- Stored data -

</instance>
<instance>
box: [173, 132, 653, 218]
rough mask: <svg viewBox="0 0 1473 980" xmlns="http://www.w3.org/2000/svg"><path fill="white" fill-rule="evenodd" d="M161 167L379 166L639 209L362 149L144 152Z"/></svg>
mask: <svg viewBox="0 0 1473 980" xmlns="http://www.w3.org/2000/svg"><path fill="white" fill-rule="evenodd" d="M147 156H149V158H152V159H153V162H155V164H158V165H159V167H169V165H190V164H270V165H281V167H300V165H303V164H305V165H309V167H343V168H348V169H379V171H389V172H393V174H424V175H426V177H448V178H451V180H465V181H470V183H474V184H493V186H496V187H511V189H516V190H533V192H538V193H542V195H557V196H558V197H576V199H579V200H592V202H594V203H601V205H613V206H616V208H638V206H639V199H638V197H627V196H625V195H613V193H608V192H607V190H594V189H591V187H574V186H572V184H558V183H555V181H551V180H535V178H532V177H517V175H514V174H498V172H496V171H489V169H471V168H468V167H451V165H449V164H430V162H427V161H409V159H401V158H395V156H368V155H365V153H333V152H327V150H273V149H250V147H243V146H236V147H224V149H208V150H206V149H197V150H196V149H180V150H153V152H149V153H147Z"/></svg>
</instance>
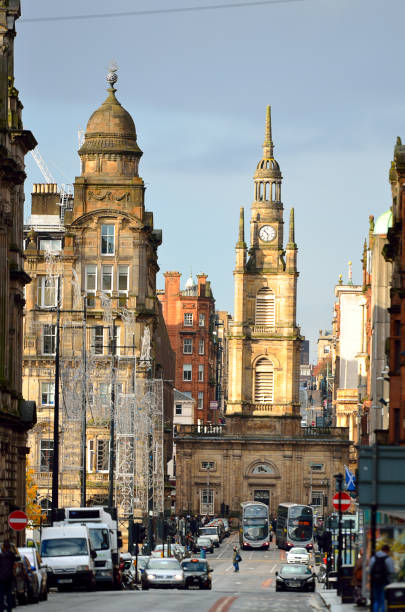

- REQUIRED ACTION -
Please edit the data above by changing "rough mask" to "coarse mask" and leaving everything else as it is. Omit the pictures from your answer.

- SOLUTION TO THE PROBLEM -
</instance>
<instance>
box: [173, 132, 653, 218]
coarse mask: <svg viewBox="0 0 1473 980" xmlns="http://www.w3.org/2000/svg"><path fill="white" fill-rule="evenodd" d="M161 167L379 166L639 209L362 149L144 152Z"/></svg>
mask: <svg viewBox="0 0 1473 980" xmlns="http://www.w3.org/2000/svg"><path fill="white" fill-rule="evenodd" d="M147 156H149V158H152V159H153V162H155V164H158V165H159V167H169V165H190V164H270V165H281V167H300V165H303V164H305V165H309V167H343V168H348V169H379V171H389V172H393V174H424V175H426V177H448V178H451V180H465V181H470V183H474V184H493V186H496V187H511V189H516V190H533V192H538V193H542V195H557V196H558V197H576V199H579V200H592V202H594V203H601V205H613V206H616V208H638V206H639V199H638V197H627V196H625V195H613V193H608V192H607V190H594V189H591V187H574V186H572V184H558V183H555V181H551V180H535V178H532V177H517V175H514V174H498V172H496V171H489V169H471V168H468V167H451V165H449V164H430V162H427V161H409V159H401V158H395V156H368V155H365V153H333V152H327V150H273V149H250V147H243V146H236V147H224V149H208V150H206V149H197V150H196V149H180V150H153V152H149V153H147Z"/></svg>
</instance>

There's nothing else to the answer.